--- Task inputs ---
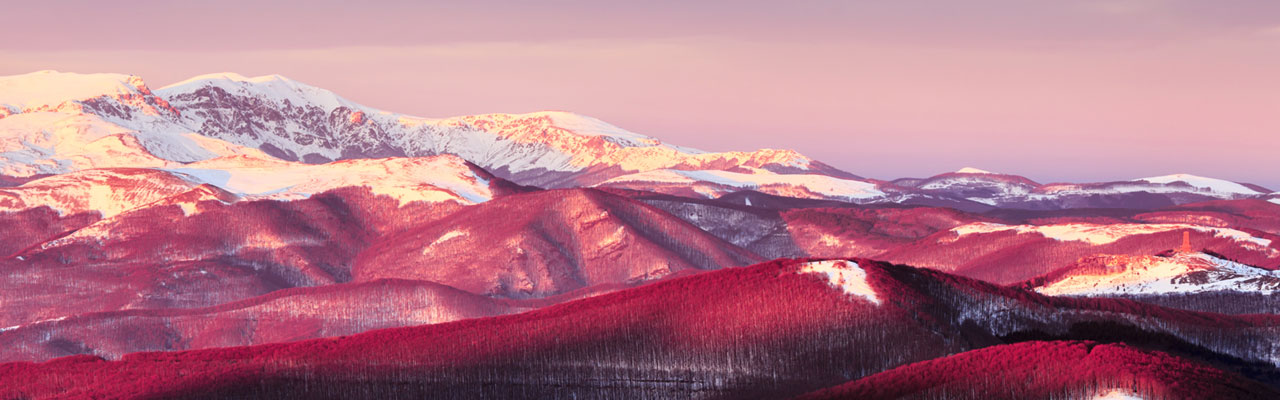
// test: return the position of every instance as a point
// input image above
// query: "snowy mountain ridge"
(1155, 275)
(113, 121)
---
_What is required_
Exactly as written, restate the listing above with its pictures omitted.

_Answer to the exercise_
// test: return the position of every instance as a point
// input image above
// query: "snowy mountain ridge"
(1155, 275)
(113, 121)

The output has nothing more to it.